Reproduce every one of the records below word for word.

_Items listed in a dataset_:
▬▬▬▬▬▬
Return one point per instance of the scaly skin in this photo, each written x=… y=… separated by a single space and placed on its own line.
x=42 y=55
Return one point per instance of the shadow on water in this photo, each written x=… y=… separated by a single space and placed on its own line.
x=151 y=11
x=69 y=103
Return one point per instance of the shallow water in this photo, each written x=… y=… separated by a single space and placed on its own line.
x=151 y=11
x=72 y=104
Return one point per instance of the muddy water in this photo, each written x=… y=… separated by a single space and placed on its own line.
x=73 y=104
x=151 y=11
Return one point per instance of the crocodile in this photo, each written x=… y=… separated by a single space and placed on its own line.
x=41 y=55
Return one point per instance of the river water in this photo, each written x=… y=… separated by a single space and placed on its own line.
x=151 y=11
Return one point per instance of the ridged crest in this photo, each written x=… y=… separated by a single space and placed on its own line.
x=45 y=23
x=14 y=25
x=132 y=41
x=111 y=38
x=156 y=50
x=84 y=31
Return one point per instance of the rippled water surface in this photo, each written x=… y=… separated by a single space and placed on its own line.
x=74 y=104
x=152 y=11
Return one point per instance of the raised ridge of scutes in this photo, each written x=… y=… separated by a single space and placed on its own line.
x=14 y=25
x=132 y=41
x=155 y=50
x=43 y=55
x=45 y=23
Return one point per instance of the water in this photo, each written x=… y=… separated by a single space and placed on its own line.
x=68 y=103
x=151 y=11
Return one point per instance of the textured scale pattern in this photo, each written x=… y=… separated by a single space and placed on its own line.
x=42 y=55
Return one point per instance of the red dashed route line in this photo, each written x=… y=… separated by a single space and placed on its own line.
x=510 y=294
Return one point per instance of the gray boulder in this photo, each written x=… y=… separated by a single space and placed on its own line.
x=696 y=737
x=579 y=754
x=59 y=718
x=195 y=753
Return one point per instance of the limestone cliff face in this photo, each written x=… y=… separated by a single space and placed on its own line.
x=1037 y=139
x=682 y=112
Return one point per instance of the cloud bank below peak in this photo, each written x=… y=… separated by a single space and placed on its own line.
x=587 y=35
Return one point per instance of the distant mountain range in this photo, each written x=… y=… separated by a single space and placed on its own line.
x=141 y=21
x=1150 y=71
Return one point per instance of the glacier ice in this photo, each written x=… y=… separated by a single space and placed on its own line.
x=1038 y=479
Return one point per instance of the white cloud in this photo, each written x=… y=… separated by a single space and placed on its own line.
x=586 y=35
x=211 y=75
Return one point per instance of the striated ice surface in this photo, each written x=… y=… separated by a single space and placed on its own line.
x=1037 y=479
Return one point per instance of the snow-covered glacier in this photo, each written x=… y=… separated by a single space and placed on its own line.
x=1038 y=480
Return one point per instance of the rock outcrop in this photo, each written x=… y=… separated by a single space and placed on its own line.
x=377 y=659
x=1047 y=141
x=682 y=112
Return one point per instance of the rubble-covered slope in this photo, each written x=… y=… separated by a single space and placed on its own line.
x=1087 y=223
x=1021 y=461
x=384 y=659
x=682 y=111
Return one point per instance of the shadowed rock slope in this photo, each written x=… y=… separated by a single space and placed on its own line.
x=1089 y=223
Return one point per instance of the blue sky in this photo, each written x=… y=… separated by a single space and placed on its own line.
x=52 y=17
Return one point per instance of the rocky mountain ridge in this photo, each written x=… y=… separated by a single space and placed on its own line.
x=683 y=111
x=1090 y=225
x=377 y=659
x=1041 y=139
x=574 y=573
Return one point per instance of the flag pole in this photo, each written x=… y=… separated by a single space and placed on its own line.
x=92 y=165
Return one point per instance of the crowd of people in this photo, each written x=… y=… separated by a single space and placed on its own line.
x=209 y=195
▬▬▬▬▬▬
_Expected output_:
Return one point per instance of the scaly skin in this photo, each written x=… y=… separated by a single space and placed on its own line.
x=42 y=55
Return one point per instance of the shadow on water in this photo, each written x=… y=… separated by a single space and placed on its own line.
x=151 y=11
x=69 y=103
Return one point per instance of the shallow water in this photo, each written x=… y=… separated by a single space and placed on its own line.
x=151 y=11
x=72 y=104
Return one point per instance of the muddy water in this photo, each written x=… y=… separated by a single space and placed on its own line.
x=73 y=104
x=151 y=11
Return one point per instance of the crocodile in this photo, each written x=… y=… separated by a single space and placed on its own line.
x=41 y=55
Return one point per instance of the river water in this photo, each written x=… y=… separated by a single space and placed on its own line.
x=151 y=11
Return one point per instance of the ridged crest in this photo, each written x=… y=… separated by a single space and placed on its own line.
x=45 y=23
x=14 y=25
x=132 y=41
x=111 y=38
x=156 y=50
x=84 y=31
Return one point per instance of the rippled water surface in this photo, each written x=… y=… separated by a single space and placed on its own line.
x=74 y=104
x=152 y=11
Return one point per instance of the raised ridge of scutes in this photo, each written x=… y=… separated by a single space and placed on its own line.
x=14 y=25
x=132 y=41
x=155 y=50
x=43 y=55
x=45 y=23
Return one point per instance of the water in this photo, each written x=… y=… separated by a single space and placed on its own line.
x=68 y=103
x=151 y=11
Return one point per instance of the textured scale pattern in this photo, each written x=… y=… separated by a single space and placed on its own line.
x=42 y=55
Return one point per instance of the red dashed route line in this photo, each written x=… y=… separated by a single space and placed on its own line.
x=510 y=294
Return one point per instance of the gray boulder in this photo, each written x=… y=… separated by a single space and placed on its own line.
x=696 y=737
x=579 y=754
x=59 y=718
x=195 y=753
Return one point per instance of the limestone cliff face in this photo, each written x=… y=… separated by a single space and placed on its own line.
x=1037 y=139
x=682 y=112
Return one point per instance of the cloud bank below peak in this photo, each written x=… y=… separated by a single space and placed on its own line.
x=587 y=35
Return one point per instance of the distant mountain range in this photo, each written x=… y=… separated by a single space and placed on its own line.
x=141 y=21
x=1150 y=71
Return one point per instance of the glacier ice in this photo, each written x=… y=… separated by a single space and placed on its own line.
x=1038 y=479
Return one point per instance of the white cloud in this photo, each written x=… y=… separated by a single space and placed on its own line.
x=586 y=35
x=211 y=75
Return one point per instance of the striated ice surface in this photo, each written x=… y=… separated by a single space and placed on its own line.
x=1037 y=479
Return one point per instance of the snow-covered glacier in this photo, each written x=… y=… separated by a single space and placed on its own line.
x=1038 y=480
Return one point per instance of the rock outcrop in this photo, each written x=… y=… separated by a single space and placed on its own line.
x=377 y=659
x=1047 y=141
x=682 y=112
Return one point per instance of the rubble-covered slope in this photo, each written x=… y=… separated by a single space and placed on its own line.
x=1087 y=223
x=1021 y=461
x=384 y=659
x=682 y=111
Return one point per instance of the shadowed rock slope in this photo, each written x=… y=… separated by a single space and placed on its own line.
x=1089 y=223
Return one point per instance of the blue sky in this photo, each written x=… y=… separated by a single space and placed on its own line.
x=52 y=17
Return one point per instance of the rocky mountain ridge in this photo, each written x=… y=… separated by a single space and placed on its own line.
x=683 y=111
x=1090 y=225
x=377 y=659
x=1041 y=139
x=574 y=573
Return one point per instance of the flag pole in this photo, each written x=… y=… separated by a single space and placed on its own line.
x=92 y=165
Return one point per instance of the crowd of people in this photo, each written x=… y=… separated by a single space and placed on its own line.
x=209 y=195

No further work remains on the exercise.